Exercise task: Work out how many lines of the material contain the string "boat". Give only the number.

───── Extracted entries ─────

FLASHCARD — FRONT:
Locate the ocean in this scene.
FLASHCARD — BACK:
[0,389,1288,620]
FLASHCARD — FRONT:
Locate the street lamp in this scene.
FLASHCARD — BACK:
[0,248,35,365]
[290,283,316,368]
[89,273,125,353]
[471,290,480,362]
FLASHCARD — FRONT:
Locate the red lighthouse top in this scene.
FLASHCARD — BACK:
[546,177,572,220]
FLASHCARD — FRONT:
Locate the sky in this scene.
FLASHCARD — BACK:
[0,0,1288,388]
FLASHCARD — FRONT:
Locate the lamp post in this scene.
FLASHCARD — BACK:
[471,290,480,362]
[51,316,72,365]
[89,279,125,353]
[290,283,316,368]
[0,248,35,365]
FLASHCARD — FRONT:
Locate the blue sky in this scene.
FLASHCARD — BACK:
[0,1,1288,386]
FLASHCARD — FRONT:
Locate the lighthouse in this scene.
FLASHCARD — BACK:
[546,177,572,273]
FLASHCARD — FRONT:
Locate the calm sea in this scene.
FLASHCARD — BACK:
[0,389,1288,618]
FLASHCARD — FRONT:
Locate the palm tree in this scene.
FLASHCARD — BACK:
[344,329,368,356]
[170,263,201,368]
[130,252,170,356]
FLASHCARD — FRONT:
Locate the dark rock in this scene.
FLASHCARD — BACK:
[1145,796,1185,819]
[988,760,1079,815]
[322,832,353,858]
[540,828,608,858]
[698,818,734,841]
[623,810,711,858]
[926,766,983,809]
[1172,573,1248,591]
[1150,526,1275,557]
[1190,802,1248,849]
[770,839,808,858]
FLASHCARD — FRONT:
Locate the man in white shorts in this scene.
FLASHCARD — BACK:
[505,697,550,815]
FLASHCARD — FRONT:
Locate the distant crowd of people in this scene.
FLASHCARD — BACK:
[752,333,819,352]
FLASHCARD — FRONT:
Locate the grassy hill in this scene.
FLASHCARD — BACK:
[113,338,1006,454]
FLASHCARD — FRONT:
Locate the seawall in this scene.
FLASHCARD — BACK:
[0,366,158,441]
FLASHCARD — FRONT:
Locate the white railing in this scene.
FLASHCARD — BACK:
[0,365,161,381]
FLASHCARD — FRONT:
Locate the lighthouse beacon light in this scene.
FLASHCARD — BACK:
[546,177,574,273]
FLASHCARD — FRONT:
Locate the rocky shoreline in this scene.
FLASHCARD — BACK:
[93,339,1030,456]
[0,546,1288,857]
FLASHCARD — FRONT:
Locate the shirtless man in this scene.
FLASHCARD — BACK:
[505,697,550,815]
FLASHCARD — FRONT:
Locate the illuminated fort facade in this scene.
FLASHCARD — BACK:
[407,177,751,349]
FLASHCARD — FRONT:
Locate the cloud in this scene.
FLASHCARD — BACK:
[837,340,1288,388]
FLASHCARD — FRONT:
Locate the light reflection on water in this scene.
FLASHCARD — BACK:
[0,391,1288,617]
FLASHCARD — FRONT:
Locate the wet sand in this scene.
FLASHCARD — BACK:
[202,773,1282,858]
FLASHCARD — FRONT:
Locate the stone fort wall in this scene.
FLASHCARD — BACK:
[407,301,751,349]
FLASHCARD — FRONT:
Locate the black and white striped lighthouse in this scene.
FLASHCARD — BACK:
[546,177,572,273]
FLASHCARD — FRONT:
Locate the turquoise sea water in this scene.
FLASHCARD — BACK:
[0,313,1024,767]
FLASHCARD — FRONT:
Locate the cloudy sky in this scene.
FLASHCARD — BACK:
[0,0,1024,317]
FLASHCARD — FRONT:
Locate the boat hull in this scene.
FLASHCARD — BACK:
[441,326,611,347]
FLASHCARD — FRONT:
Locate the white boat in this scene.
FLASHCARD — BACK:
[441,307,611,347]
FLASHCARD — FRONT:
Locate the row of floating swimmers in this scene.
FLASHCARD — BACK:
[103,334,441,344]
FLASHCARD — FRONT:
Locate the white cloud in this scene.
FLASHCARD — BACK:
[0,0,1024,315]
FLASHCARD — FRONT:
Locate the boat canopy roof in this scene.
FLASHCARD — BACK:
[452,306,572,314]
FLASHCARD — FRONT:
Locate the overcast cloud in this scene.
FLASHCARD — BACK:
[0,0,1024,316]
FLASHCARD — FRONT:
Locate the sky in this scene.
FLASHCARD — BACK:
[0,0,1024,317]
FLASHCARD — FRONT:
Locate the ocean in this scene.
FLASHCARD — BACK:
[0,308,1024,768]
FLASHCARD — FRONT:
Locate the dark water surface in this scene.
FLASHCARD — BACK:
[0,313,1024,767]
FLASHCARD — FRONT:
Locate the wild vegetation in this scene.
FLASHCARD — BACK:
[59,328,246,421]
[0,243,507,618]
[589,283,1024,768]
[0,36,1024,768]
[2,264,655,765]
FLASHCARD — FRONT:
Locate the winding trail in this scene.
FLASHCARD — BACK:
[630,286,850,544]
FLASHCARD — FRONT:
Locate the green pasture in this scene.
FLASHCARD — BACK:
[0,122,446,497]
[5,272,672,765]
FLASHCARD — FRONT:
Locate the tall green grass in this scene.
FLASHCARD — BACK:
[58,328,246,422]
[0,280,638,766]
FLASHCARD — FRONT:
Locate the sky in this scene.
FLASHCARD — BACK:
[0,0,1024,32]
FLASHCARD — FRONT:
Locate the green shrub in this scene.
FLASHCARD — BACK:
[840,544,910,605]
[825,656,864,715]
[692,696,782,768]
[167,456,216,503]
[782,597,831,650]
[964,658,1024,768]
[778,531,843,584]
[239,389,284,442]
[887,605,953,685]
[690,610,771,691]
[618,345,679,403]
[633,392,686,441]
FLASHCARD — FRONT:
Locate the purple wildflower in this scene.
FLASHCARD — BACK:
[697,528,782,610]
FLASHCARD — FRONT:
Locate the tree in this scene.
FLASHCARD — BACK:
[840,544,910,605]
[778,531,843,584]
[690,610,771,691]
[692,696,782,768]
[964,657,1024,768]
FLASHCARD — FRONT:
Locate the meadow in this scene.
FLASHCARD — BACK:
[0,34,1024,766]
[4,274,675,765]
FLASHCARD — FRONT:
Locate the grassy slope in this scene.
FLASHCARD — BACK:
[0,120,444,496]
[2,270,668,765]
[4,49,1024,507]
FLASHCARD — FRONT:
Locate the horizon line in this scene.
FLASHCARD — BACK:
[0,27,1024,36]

─────

Full solution: 3